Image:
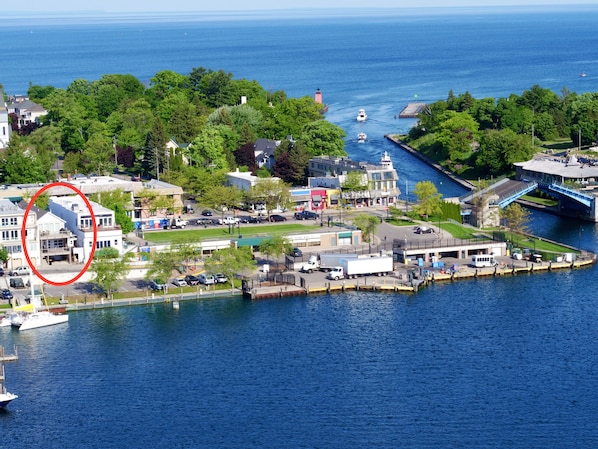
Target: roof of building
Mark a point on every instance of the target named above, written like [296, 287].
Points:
[68, 202]
[567, 168]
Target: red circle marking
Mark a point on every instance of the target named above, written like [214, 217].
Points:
[24, 232]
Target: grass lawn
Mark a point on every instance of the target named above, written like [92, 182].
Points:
[460, 232]
[194, 235]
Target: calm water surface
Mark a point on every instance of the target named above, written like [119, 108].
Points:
[489, 363]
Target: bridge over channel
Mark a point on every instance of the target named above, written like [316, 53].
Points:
[571, 201]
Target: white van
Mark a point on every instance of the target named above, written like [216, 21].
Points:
[483, 260]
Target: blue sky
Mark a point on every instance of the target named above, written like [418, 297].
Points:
[239, 5]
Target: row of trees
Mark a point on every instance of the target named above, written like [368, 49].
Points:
[480, 137]
[117, 121]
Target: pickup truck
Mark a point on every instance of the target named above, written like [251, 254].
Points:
[228, 220]
[313, 264]
[177, 223]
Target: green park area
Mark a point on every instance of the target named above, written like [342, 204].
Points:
[223, 232]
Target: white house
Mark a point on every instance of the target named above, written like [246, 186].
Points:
[11, 222]
[244, 180]
[77, 217]
[55, 241]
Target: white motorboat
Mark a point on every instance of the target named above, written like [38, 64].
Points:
[6, 397]
[41, 319]
[362, 116]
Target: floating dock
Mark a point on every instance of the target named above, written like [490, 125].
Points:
[412, 110]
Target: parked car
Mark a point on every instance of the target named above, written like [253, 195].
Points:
[228, 220]
[180, 282]
[221, 278]
[20, 271]
[277, 218]
[157, 285]
[204, 221]
[306, 215]
[207, 279]
[16, 283]
[6, 294]
[296, 252]
[191, 280]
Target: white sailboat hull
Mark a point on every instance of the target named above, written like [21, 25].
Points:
[42, 319]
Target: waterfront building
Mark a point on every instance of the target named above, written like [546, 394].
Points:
[380, 180]
[11, 224]
[5, 128]
[77, 217]
[27, 112]
[55, 241]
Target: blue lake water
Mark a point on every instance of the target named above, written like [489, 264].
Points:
[487, 363]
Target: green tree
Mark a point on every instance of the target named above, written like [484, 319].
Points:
[21, 165]
[457, 133]
[209, 148]
[231, 262]
[275, 247]
[322, 138]
[118, 201]
[499, 150]
[98, 154]
[109, 270]
[428, 199]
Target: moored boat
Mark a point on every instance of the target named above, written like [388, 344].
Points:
[5, 396]
[41, 319]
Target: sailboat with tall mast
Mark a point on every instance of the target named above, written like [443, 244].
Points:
[5, 396]
[38, 318]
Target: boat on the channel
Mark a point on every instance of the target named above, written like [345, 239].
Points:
[36, 317]
[361, 115]
[318, 99]
[5, 396]
[42, 318]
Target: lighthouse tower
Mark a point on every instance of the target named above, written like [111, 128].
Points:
[318, 96]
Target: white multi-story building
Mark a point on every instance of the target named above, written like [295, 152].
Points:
[11, 224]
[77, 217]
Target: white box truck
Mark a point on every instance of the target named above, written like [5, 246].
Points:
[329, 261]
[351, 268]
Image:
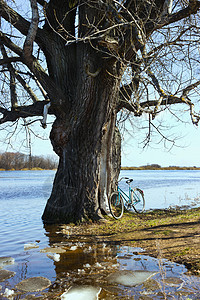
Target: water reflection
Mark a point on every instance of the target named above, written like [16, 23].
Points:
[89, 263]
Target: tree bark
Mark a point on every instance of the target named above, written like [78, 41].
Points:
[84, 142]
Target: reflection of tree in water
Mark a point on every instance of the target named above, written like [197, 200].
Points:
[82, 253]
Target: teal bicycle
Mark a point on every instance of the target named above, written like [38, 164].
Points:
[133, 200]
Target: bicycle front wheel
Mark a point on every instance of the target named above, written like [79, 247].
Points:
● ● ● ●
## Set problem
Repeat all of the entries word for word, but omit the pictures.

## Full output
Image:
Target: roof of building
Mark a point on every instance of the target named above, written like [296, 287].
Points:
[68, 202]
[567, 168]
Target: red circle marking
Mark a point on every instance of the target named above, written like [214, 217].
Points:
[24, 232]
Target: grass lawn
Mark a point on every instance of the target named above, written like [92, 182].
Points:
[460, 232]
[194, 235]
Target: calm water surface
Mark a point on every instance of the target named above, written like [119, 108].
Points:
[489, 363]
Target: bridge over channel
Mark a point on every instance of the target named above, written like [316, 53].
Points:
[571, 201]
Target: white van
Mark a point on every instance of the target named above, written like [216, 21].
Points:
[483, 260]
Target: blue sky
Mark a point on every instance of the target named above, written like [418, 297].
Points:
[239, 5]
Target: row of trees
Mark a point on every instance of the target named above, written like [368, 49].
Points:
[480, 137]
[117, 121]
Target: pickup truck
Mark a point on every instance of the target named above, written like [251, 254].
Points:
[228, 220]
[313, 264]
[177, 223]
Target: green park area
Mark a point on every instance of the target named above, written like [342, 204].
Points:
[223, 232]
Target: white house
Mark a point on every instance of the target named above, written like [246, 186].
Points:
[11, 222]
[244, 180]
[77, 217]
[55, 241]
Target: white motorboat
Mark a point on every instance of the target named above, written like [38, 64].
Points:
[6, 397]
[41, 319]
[362, 116]
Target: floating dock
Mark a point on every instance of the target named above, written like [490, 125].
Points:
[412, 110]
Target: parked car
Mark a point on every instance of the target named above, written like [253, 195].
Points:
[228, 220]
[180, 282]
[221, 278]
[20, 271]
[277, 218]
[157, 285]
[204, 221]
[306, 215]
[207, 279]
[16, 283]
[6, 294]
[296, 252]
[191, 280]
Target: white sailboat hull
Mark a point on every instance of the target named above, written like [21, 25].
Points:
[42, 319]
Target: waterfront building
Mark a point on every instance of the target named above, written like [546, 394].
Points:
[380, 180]
[11, 224]
[5, 128]
[77, 217]
[27, 112]
[55, 241]
Target: blue lake water
Mark a point on every instance of the target named above, written like [489, 264].
Points:
[487, 363]
Target: green tree
Mark a point on every instance of the target named above, written like [484, 319].
Points:
[21, 165]
[457, 133]
[209, 148]
[231, 262]
[275, 247]
[322, 138]
[118, 201]
[499, 150]
[98, 154]
[109, 270]
[428, 199]
Target: moored boat
Mark a point on every instance of the target named above, written like [388, 344].
Points:
[5, 396]
[41, 319]
Target: sailboat with tall mast
Mark a point on every instance of the target named above, written like [443, 244].
Points:
[5, 396]
[38, 318]
Target: boat on the channel
Mark a point on every instance of the target named above, written like [345, 239].
Points:
[36, 317]
[361, 115]
[318, 99]
[5, 396]
[42, 318]
Target: lighthouse tower
Mark a point on every instance of the target named above, written like [111, 128].
Points:
[318, 96]
Target: white multi-story building
Mark a point on every instance of the target named above, written like [295, 152].
Points:
[11, 224]
[77, 217]
Target: white box truck
Mark a point on every instance of the target named above, written like [5, 246].
Points:
[329, 261]
[351, 268]
Image:
Target: water reflection
Mark a point on every instance of the target named above, written like [16, 23].
Points:
[89, 263]
Target: tree bark
Mark a point on every instance of the target named above, written like [78, 41].
Points:
[84, 142]
Target: reflection of tree in water
Mark a point on every instance of the target named above, written like [197, 200].
Points:
[82, 253]
Target: teal bicycle
Mark a point on every instance of the target named above, written like [38, 164].
Points:
[133, 200]
Target: bicycle front wheel
Mark a point on every instance of the target named above, written like [79, 247].
Points:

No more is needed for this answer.